■ Written problem a
What does the LOST blog post name as this week's lesson?

■ Document excerpt

SPOILER ALERT!!!!! If you have not seen the latest episode of LOST then you didn’t miss much. But you will also find out what happens if you read this blog. So proceed at your own peril. Even though there is no real danger, just potential psychological damage from finding out what happens in an episode of LOST before watching it.
This week’s lesson is “Be careful what you wish for”. The last couple weeks I’ve had a hard time keeping up because so much was happening in each episode. I was hoping it would slow down a bit. Then it’s like an incompetent Genie heard my wish and made it happen. Although, since he is incompetent, he made an episode where we got two story lines where the same thing happens in both and it’s really boring. Incompetent Genie needs to file this one in the bad-over-delivery-on-a-wish file.

[Object pointing dataset entries]
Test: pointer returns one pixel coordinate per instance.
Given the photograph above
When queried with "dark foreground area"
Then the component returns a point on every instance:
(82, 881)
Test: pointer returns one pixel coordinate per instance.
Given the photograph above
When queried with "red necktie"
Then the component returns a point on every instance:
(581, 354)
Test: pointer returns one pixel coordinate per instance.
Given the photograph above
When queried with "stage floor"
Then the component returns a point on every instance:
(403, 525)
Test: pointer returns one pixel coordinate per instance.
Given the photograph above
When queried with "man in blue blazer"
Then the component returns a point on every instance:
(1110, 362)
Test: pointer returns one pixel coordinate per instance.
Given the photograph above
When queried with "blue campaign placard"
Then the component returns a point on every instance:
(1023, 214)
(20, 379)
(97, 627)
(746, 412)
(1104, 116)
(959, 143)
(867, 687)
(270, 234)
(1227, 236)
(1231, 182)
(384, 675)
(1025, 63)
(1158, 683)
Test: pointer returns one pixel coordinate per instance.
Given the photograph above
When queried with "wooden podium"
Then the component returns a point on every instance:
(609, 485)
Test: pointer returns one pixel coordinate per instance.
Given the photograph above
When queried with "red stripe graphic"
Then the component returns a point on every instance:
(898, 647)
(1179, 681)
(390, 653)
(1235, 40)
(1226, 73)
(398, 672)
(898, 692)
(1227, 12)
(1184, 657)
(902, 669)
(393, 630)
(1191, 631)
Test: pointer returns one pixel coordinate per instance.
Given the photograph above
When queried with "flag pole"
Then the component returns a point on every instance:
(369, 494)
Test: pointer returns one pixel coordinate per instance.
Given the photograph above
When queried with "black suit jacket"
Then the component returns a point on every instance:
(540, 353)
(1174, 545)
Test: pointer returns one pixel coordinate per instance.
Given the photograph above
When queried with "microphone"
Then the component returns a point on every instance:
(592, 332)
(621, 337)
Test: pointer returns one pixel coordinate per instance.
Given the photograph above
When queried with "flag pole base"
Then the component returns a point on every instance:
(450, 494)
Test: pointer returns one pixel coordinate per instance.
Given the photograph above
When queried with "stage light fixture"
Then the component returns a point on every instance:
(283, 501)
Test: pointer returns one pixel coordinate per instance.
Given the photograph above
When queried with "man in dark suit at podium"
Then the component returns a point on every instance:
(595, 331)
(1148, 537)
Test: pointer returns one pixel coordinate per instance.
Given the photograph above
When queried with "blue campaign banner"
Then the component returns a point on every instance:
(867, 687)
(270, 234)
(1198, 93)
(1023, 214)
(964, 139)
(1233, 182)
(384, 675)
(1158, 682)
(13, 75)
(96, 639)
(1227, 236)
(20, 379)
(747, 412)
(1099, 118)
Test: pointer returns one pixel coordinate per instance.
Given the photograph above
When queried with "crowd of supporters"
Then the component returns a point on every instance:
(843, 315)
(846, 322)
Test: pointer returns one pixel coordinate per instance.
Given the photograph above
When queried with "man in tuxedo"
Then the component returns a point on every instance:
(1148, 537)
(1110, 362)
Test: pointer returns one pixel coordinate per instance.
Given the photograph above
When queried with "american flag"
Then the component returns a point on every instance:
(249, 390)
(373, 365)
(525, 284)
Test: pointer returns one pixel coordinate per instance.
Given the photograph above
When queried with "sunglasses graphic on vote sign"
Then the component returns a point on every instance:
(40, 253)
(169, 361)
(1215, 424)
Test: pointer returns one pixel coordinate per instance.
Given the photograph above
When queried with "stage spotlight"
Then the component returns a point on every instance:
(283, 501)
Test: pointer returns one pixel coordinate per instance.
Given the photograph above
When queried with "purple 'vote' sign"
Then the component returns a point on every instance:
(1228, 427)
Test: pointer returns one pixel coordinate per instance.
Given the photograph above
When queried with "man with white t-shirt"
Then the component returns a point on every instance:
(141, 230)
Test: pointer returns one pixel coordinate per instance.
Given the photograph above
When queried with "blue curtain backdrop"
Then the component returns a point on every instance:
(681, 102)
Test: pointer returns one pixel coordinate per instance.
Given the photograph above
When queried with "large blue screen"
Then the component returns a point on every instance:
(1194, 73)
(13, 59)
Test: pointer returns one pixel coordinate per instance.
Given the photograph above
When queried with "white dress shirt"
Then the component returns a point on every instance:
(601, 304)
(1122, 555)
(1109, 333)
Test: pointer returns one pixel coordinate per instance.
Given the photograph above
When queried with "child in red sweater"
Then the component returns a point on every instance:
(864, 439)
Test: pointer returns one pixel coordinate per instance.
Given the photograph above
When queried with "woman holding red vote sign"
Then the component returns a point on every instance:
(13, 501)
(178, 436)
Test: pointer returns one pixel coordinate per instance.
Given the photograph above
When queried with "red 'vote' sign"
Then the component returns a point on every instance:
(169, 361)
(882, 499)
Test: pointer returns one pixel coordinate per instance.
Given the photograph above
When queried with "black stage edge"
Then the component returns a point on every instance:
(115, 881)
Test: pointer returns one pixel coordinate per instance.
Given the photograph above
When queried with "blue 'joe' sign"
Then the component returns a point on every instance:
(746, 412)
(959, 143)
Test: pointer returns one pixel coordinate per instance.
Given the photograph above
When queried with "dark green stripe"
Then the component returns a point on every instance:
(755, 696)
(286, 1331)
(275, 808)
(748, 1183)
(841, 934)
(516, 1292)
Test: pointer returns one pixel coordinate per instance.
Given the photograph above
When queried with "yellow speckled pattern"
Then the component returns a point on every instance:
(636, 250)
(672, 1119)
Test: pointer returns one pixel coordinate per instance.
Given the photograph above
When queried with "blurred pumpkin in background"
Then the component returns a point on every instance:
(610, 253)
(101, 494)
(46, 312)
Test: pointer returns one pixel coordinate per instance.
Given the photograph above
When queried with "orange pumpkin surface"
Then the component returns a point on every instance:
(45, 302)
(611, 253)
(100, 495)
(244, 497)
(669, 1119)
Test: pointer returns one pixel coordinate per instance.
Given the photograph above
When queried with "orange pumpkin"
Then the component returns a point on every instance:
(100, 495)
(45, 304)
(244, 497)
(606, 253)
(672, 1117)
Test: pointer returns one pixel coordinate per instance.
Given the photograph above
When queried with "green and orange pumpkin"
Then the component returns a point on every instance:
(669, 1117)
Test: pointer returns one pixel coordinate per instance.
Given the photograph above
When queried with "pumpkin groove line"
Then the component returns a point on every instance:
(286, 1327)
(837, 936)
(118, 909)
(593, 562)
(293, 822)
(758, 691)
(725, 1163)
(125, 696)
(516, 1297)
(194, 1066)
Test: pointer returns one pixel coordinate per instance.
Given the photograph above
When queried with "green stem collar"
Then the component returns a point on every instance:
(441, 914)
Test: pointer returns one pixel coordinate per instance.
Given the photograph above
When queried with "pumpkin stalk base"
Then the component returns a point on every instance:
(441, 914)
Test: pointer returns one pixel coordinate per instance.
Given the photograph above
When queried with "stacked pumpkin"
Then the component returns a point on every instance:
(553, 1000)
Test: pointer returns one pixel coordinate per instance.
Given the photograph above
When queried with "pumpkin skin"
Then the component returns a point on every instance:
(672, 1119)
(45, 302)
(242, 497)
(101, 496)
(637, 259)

■ Written problem b
Count the lines in the entries that contain the string "vote", treating case as significant. Reply with the number alone.

■ Reply a
"Be careful what you wish for."

■ Reply b
4